Objectives:
[1] Do these statements agree with the article on Deutsche Bank's hidden losses? (a) The bank hid $12 billion in losses during the financial crisis. (b) Two former bank employees filed the complaints. (c) The positions in question were worth $130bn on a notional level. Answer yes or no for each and quote the deciding words.
[2] Carry on writing the article on Deutsche Bank's hidden losses, starting after its last sentence.
==== Document segment ====
Bombshell: Deutsche Bank Hid $12 Billion In Losses To Avoid A Government Bail-Out

Tyler Durden's picture

Forget the perfectly anticipated Greek (selective) default. This is the real deal. The FT just released a blockbuster that Europe's most important and significant bank, Deutsche Bank, hid $12 billion in losses during the financial crisis, helping the bank avoid a government bail-out, according to three former bank employees who filed complaints to US regulators. US regulators, whose chief of enforcement currently was none other than the General Counsel of Deutsche Bank at the time!

From the FT:

The three complaints, made to regulators including the US Securities and Exchange Commission, claim that Deutsche misvalued a giant position in derivatives structures known as leveraged super senior trades, according to people familiar with the complaints.


All three allege that if Deutsche had accounted properly for its positions – worth $130bn on a notional level – its capital would have fallen to dangerous levels during the financial crisis and it might have required a government bail-out to survive.


Instead, they allege, the bank’s traders – with the knowledge of senior executives – avoided recording “mark-to-market”, or paper, losses during the unprecedented turmoil in credit markets in 2007-2009.
==== Raw data ====
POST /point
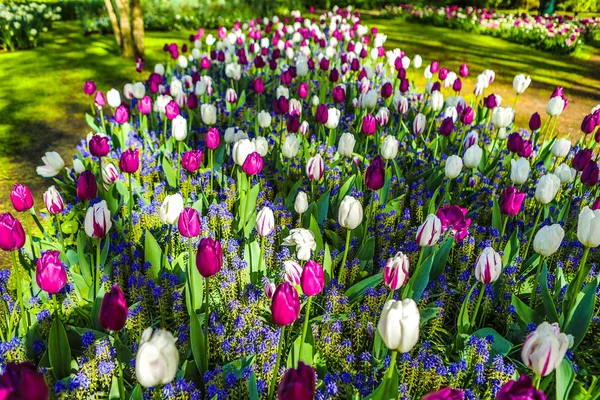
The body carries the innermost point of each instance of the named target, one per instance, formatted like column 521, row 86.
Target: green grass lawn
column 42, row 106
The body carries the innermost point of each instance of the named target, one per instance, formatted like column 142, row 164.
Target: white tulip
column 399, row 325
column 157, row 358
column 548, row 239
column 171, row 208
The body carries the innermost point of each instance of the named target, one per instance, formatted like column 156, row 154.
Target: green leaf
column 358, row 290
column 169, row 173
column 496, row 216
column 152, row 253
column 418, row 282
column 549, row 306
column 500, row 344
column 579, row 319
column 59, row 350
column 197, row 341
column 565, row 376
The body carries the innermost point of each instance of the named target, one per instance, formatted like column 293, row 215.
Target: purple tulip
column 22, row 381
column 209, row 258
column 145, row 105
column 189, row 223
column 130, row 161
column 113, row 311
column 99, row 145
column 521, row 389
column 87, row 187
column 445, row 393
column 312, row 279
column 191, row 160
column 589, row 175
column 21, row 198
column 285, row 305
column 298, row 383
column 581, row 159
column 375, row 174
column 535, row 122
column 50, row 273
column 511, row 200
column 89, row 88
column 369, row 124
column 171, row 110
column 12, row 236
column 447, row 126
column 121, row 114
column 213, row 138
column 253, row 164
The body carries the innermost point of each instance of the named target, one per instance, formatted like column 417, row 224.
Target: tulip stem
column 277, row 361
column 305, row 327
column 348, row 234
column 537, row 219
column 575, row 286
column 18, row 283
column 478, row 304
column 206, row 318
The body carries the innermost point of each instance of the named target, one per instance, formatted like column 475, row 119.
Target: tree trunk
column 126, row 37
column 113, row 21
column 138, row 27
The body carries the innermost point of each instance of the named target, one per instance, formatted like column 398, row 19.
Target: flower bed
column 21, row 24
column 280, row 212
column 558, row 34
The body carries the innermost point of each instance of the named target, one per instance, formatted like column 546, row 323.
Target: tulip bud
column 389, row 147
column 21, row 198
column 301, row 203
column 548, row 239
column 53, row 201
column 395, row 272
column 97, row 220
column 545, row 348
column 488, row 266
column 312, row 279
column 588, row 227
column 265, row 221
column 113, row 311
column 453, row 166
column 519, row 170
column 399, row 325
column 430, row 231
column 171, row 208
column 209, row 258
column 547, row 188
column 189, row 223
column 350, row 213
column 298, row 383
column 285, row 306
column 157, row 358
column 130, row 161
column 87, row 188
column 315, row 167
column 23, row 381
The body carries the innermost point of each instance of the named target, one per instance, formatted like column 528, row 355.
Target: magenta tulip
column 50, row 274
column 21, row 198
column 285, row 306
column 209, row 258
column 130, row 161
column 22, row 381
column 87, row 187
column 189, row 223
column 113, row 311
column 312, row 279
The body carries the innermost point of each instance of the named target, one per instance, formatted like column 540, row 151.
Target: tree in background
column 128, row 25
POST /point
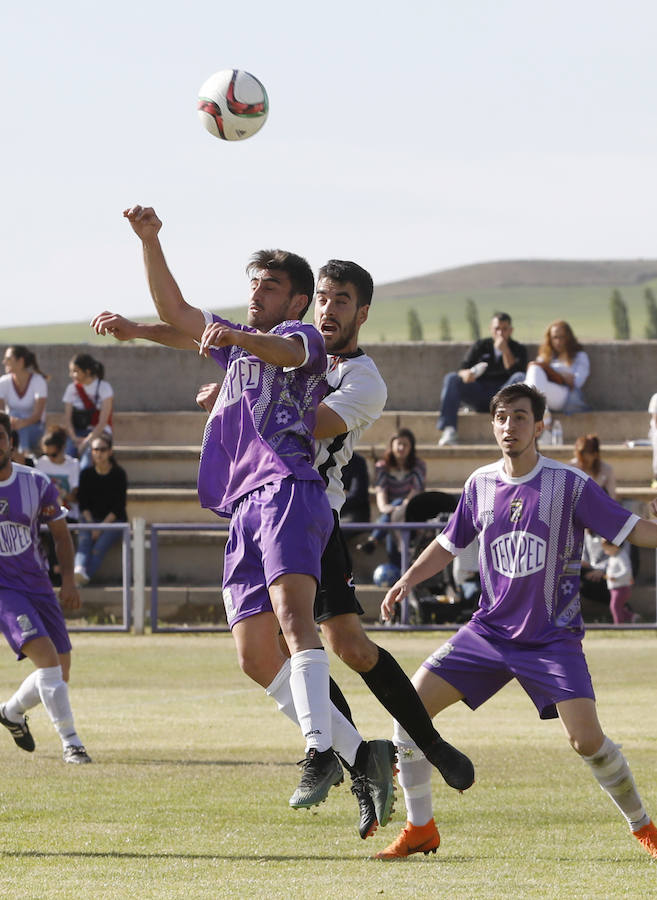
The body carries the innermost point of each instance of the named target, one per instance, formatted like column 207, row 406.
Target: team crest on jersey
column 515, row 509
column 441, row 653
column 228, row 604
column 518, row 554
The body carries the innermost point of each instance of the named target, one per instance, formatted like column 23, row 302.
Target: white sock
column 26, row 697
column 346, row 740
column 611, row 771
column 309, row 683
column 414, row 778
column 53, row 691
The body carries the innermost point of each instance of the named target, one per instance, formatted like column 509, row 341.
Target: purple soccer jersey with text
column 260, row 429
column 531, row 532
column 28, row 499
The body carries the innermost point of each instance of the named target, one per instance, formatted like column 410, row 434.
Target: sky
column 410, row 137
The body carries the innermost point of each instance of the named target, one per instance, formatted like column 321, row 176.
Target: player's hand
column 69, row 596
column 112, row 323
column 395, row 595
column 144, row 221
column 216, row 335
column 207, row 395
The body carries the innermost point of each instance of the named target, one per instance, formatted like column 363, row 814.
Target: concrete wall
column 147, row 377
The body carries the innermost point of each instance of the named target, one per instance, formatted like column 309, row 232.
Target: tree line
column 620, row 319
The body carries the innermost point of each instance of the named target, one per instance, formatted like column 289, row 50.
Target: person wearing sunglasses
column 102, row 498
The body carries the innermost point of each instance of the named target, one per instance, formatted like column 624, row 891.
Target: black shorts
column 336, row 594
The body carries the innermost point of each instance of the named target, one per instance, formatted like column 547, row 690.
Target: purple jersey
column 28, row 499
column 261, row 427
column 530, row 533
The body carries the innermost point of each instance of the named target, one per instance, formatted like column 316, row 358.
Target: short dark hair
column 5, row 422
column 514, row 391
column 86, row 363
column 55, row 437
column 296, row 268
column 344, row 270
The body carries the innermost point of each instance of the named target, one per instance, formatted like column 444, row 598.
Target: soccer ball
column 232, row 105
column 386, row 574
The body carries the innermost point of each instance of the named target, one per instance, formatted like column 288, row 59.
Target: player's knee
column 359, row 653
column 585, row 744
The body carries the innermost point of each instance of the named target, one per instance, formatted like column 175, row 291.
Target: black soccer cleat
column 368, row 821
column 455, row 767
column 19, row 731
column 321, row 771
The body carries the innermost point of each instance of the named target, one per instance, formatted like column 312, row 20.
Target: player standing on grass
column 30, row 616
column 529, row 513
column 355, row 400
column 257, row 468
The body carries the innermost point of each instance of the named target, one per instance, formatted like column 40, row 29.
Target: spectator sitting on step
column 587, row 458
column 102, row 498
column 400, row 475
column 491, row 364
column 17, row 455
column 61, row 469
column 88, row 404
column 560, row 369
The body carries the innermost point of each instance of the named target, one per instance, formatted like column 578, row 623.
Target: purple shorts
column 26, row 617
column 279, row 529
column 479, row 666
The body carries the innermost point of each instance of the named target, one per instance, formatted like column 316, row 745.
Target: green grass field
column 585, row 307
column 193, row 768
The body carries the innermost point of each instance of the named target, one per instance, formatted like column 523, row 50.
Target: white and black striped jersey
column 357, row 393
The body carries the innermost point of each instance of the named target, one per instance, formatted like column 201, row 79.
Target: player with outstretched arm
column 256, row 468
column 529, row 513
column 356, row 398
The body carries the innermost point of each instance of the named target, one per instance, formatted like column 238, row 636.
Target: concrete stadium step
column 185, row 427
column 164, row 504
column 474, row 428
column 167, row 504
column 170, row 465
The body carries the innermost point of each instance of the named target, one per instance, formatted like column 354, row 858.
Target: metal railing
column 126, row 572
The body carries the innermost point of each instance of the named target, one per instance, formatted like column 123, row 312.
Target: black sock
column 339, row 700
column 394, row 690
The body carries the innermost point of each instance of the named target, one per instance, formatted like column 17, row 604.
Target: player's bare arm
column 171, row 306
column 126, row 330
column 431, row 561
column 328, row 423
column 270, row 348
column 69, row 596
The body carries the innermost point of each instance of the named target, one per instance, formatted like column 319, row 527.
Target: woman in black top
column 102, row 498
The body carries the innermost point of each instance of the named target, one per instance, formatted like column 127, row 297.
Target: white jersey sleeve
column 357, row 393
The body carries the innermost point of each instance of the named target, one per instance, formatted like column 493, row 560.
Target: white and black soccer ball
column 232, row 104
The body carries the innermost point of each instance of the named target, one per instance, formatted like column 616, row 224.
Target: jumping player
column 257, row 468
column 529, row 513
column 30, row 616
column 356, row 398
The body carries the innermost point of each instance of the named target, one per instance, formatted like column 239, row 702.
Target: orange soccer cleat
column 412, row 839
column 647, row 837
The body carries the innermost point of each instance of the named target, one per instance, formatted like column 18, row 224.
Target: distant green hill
====
The answers:
[1]
(a) Yes: "hid $12 billion in losses during the financial crisis"
(b) No: "three former bank employees who filed complaints to US regulators"
(c) Yes: "worth $130bn on a notional level"

[2]
Two of the former employees allege that Deutsche mismarked the value of insurance provided in 2009 by Warren Buffett’s Berkshire Hathaway on some of the positions. The existence of these arrangements has not been previously disclosed.

Naturally, DB is defending itself in the only way it knows: "this is complicated stuff, and we know better than those guys." In other words, this is just a "tempest in a teapot." Where have we heard that before...

The bank said the investigation revealed that the allegations “stem from people without personal knowledge of, or responsibility for, key facts and information”. Deutsche promised “to continue to co-operate fully with the SEC’s investigation of this matter”.


The complaints were made at different times in 2010 and 2011 independently of each other. All of the men spent hours with SEC enforcement attorneys and provided internal bank documents during multiple meetings, people familiar with the matter say.

SEC enforcement attorneys eh? Because this is where it gets really fun: the person who was in charge of DB's legal compliance at the time was none other than Robert Khuzami. The same Robert Khuzami who just happens to be the chief of enforcement at the SEC!

Robert Khuzami, head of enforcement at the SEC, has recused himself from all Deutsche Bank investigations because he was Deutsche’s general counsel for the Americas from 2004 to 2009. Dick Walker, Deutsche’s general counsel, is a former head of enforcement at the SEC. The SEC declined to comment on the investigation.

Sadly, the "we are too sophisicated" defense may not be very effective this time.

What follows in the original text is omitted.